> **Given text**:
Biology of Coral Reefs
Over 70% of this planet are lakes, rivers, seas, and oceans. Coral reefs actually only cover around 2% of this vast water expanse. Still, they are visible from space. For such a small footing they play a very important role in the fixation of carbon and carbon dioxide. Also, they produce oxygen as a byproduct. In fact, corals within the reef system produce more oxygen than the tropical rain forests.
Corals are ancient animals. Their fossil records date back as far as 520 million years. These Cambrian period fossils are rare records. Many of these are from the Ordovician period dating back some 100 million years. Corals are nothing more than colonies of genetically identical polyps. A polyp is a simple sac-like animal related to jellyfish and anemones. They are part of the Phylum Cnidaria. These polyps and corals come in two main categories – soft and hard corals. Each individual polyp is a few millimeters in diameter and a few centimeters in length. They have a simple stomach, mouth and have a set of tentacles that surround the mouth. These tentacles contain stinging cells called Nematocysts.
Soft and Hard Corals
Soft corals come in many forms, from sea fans, sea whips, and branching tree-like structures. They have no hard skeleton. Instead, they have tissues of tiny skeletal elements known as sclerites. This too comes from calcium carbonate. Most soft coral species connect with each other by a network of cells called Coenosarc. This is a thick network and allows the polyps to be deeply embedded for protection. For tree and whip-like soft corals, they have a central axial skeleton embedded in the tissue matrix. Their composition is of a fibrous protein called Gorgonian or of a calcified material.
Hard corals, also known as stony corals, produce a calcium carbonate skeleton which is deposited by the polyps to strengthen and protect the colony. All the polyps are connected by a network of living tissue called the Coenosarc. There are a wide variety of shapes and structures. Each of the various forms are on the reef system in various zones. This is because of the variation of light and water movement.
Soft and hard corals connect with each other by a gastrovascular canal system. This allows sharing of nutrients and symbionts. Polyps feed on a variety of different small organisms. For example, small fish to microscopic zooplankton. Each polyp uses its stinging tentacles to capture prey. The tentacles release the nematocysts which carry venom. They release this venom in response to contact with another organism. The tentacles then move the prey to the mouth which contracts and pushes the prey into the stomach. There digestion occurs and what is not used as waste gets released later.
Ecology of Coral Reefs
A coral reef has many crevices and crannies. So, it is a home and feeding ground for a lot of fascinating marine life-forms. No ecosystem on earth plays host to the diversity of inhabitants as found in and around a coral reef. There is are almost every major group of animals excluding mammals and insects.

> **Recorded information**:
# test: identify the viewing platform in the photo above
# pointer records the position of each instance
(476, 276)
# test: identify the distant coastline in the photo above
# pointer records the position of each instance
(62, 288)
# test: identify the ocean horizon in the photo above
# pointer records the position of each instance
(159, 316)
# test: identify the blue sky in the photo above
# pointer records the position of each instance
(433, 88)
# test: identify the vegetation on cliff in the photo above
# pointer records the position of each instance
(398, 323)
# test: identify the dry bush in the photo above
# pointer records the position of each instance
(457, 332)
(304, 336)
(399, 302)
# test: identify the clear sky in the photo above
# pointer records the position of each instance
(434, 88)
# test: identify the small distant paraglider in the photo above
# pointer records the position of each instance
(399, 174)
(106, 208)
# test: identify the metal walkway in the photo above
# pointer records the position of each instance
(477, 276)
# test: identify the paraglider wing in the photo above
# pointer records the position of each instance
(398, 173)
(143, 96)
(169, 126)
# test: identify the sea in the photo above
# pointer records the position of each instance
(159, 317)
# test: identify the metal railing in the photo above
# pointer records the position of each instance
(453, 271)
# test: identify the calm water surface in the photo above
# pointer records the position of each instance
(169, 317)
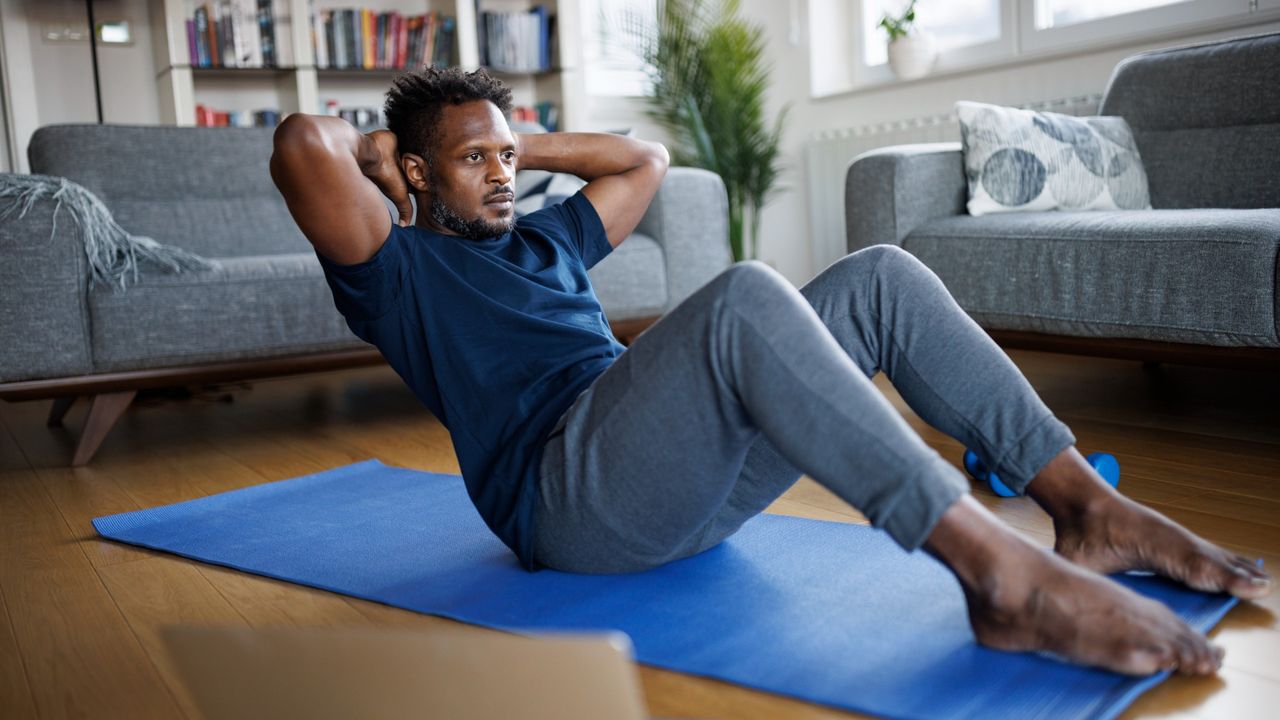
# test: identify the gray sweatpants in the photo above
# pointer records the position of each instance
(718, 408)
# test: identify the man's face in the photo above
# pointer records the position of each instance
(471, 180)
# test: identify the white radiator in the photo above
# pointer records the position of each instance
(828, 154)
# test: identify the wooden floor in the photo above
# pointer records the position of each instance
(80, 618)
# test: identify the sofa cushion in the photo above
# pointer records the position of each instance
(631, 282)
(255, 306)
(205, 190)
(1206, 119)
(1178, 276)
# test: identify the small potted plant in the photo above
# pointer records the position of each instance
(910, 51)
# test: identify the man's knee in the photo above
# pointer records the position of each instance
(752, 281)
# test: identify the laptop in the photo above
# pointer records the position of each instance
(371, 673)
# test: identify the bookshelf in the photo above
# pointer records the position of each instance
(298, 85)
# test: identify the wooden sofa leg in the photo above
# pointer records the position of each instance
(103, 414)
(59, 410)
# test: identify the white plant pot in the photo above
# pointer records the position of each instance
(912, 57)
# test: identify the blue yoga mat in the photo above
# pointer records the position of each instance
(828, 613)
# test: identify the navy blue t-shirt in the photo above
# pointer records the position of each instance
(497, 337)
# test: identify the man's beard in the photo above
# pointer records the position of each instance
(475, 228)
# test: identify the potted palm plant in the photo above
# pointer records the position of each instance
(709, 77)
(910, 50)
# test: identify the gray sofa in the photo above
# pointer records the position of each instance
(1194, 279)
(265, 308)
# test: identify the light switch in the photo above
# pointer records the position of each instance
(64, 32)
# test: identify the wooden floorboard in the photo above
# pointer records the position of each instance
(81, 618)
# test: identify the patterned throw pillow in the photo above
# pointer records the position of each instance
(1023, 160)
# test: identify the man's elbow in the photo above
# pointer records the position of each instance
(658, 155)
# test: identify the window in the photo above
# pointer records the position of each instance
(612, 55)
(1059, 13)
(952, 23)
(848, 50)
(1060, 24)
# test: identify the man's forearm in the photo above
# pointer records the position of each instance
(304, 133)
(588, 155)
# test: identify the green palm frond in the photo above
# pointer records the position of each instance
(709, 82)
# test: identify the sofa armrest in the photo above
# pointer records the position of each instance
(44, 291)
(689, 219)
(891, 191)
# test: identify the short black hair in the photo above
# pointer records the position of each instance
(416, 99)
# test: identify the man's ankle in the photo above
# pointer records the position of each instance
(976, 546)
(1068, 487)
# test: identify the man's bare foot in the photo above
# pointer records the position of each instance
(1022, 598)
(1101, 529)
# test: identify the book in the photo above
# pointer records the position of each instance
(266, 33)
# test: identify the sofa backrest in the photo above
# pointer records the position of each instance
(206, 190)
(1206, 119)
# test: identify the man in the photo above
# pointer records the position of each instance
(584, 458)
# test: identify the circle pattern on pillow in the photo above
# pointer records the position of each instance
(1013, 176)
(1024, 160)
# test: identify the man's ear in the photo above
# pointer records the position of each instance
(416, 171)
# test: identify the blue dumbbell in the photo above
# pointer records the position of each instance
(1104, 463)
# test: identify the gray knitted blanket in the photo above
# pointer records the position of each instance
(113, 253)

> **Work instruction**:
Using the coral reef text, answer each question briefly.
1. About what share of the planet's water expanse do coral reefs cover?
2. What are the stinging cells in a polyp's tentacles called?
3. What is the network of living tissue that connects the polyps of hard corals called?

> **Response for this exercise**:
1. Around 2%
2. Nematocysts
3. The Coenosarc